# Supplied data
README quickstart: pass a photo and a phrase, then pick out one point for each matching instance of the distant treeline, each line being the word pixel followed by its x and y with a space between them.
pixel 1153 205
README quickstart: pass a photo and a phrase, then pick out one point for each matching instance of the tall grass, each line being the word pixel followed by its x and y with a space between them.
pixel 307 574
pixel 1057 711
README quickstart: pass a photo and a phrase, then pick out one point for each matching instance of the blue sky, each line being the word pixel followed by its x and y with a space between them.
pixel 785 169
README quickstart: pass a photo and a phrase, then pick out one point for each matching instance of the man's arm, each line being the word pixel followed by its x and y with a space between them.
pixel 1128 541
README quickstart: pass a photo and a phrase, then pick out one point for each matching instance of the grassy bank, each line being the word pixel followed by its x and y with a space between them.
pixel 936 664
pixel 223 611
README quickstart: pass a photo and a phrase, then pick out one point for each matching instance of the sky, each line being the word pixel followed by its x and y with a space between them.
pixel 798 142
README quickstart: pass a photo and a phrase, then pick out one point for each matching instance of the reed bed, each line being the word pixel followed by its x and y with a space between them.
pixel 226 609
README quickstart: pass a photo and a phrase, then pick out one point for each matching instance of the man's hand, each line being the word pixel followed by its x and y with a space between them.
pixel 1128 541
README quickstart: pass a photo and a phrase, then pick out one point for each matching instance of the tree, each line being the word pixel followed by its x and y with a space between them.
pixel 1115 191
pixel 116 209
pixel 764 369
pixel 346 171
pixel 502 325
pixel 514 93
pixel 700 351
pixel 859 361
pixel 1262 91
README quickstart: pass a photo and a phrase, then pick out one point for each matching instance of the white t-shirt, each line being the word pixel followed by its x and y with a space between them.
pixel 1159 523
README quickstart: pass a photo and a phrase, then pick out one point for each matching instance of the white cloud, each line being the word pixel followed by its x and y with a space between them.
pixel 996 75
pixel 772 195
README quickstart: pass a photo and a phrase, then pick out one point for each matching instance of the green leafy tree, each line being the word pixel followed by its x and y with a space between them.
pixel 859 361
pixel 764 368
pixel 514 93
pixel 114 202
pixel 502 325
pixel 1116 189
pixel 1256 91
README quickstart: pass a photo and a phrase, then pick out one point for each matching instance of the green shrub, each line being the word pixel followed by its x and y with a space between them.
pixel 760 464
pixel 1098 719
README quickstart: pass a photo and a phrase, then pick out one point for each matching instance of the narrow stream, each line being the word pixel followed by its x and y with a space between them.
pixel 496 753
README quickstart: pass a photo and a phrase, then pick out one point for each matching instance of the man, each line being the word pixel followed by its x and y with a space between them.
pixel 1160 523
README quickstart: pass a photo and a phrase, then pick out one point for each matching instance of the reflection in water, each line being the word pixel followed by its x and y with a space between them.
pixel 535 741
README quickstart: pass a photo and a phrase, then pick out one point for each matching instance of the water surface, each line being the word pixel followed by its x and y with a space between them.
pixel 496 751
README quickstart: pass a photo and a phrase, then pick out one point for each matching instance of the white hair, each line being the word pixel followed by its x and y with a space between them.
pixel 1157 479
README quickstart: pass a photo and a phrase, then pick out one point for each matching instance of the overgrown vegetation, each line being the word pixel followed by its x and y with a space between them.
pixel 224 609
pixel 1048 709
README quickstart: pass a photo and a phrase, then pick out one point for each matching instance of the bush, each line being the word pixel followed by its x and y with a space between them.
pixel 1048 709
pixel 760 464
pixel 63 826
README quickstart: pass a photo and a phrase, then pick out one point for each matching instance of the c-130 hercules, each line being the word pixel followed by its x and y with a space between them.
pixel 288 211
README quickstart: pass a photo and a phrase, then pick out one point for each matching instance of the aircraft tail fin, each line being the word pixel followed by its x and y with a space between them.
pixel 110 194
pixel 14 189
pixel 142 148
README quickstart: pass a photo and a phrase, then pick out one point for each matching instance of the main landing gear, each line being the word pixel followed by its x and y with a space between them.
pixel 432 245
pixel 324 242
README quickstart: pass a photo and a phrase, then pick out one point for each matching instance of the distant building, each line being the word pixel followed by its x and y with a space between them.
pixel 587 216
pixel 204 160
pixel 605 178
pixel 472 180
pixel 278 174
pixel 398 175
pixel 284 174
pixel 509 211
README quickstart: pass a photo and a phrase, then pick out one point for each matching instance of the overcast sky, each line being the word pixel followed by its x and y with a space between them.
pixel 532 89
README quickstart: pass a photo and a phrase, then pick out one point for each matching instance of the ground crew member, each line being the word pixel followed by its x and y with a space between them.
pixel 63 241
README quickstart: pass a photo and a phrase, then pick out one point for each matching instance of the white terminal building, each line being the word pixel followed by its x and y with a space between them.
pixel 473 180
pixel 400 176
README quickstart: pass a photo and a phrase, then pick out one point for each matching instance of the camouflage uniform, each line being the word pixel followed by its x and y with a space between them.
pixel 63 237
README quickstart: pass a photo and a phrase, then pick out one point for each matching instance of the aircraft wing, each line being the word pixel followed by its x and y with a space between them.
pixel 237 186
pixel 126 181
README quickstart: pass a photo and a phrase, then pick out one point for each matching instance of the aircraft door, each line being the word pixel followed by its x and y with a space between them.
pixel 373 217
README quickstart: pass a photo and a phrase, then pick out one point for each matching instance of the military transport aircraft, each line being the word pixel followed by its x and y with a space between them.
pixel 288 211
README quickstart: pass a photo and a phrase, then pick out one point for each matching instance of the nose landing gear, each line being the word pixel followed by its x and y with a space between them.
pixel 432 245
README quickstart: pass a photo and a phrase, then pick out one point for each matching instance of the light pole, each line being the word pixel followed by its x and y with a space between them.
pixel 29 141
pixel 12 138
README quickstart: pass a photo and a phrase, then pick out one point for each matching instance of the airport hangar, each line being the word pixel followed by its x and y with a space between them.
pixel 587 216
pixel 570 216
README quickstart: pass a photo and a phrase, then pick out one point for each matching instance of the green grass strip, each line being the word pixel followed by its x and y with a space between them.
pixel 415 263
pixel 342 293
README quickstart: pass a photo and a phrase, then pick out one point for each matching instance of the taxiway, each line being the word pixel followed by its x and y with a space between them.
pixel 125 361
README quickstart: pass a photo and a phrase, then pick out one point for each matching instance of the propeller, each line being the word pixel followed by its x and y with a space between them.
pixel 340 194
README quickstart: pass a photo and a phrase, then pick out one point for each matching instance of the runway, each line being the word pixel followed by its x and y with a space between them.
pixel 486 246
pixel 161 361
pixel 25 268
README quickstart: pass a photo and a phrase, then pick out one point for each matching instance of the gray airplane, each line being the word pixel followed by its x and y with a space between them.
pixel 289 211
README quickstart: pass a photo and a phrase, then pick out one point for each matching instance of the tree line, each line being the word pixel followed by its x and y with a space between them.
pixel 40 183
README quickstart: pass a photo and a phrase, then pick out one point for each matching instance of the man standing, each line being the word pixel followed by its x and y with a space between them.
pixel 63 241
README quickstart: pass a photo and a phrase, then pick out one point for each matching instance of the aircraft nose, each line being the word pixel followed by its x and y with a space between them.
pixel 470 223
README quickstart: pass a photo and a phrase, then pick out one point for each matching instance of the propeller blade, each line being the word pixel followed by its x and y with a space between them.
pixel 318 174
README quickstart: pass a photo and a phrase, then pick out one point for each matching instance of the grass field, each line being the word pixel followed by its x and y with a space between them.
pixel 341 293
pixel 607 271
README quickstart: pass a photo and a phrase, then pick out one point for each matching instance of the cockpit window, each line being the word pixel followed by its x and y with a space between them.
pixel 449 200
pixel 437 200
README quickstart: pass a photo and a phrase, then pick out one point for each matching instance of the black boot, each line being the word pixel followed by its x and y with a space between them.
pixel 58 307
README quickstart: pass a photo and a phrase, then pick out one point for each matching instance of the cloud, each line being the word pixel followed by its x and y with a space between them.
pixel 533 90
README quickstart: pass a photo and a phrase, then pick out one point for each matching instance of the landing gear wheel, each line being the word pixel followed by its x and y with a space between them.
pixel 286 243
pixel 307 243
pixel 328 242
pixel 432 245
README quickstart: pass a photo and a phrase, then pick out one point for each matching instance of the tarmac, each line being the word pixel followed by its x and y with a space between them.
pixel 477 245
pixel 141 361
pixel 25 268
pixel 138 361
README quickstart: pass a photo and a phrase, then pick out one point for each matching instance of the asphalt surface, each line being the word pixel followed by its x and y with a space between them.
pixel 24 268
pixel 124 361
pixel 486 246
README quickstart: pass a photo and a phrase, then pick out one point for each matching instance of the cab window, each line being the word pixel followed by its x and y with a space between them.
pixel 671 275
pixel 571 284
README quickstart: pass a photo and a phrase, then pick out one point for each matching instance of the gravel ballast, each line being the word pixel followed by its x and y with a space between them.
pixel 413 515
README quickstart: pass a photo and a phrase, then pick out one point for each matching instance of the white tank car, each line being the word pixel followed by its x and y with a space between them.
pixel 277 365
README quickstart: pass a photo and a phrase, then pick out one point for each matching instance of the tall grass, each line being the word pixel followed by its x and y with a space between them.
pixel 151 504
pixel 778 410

# What is being asked
From the line containing "the tarmac, each" down to the last line of the data, transcribe every line exactly; nothing else should appear.

# Task response
README quickstart: pass a photo and a phrase, then pick out one point for each matching instance of the tarmac, each line being the word pixel followed by its x and y with a space between them.
pixel 477 245
pixel 141 361
pixel 25 268
pixel 138 361
README quickstart: pass a photo and a phrase, then pick out one point for each matching instance of the asphalt surface, each line being the word pixel followed by its x and y with a space between them.
pixel 24 268
pixel 124 361
pixel 486 246
README quickstart: pass a photo and a phrase, then pick out one point for each matching instance of the cab window, each line being the word pixel followed by its x and y with a space between them.
pixel 671 275
pixel 571 284
README quickstart: pass a photo and a phrase, then pick out one point for each matching instance of the gravel ballast, each line being the word pixel followed by its x and y with a space between them.
pixel 413 515
README quickstart: pass a photo and a phrase, then pick out one point for each matching instance of the white tank car, each line being the word pixel followed by its x and y with a space between them.
pixel 277 365
README quickstart: pass a photo and a phrase, then pick out one point for each matching instance of the tall grass, each line being the word pixel followed by its x and y with a space between them.
pixel 151 504
pixel 778 410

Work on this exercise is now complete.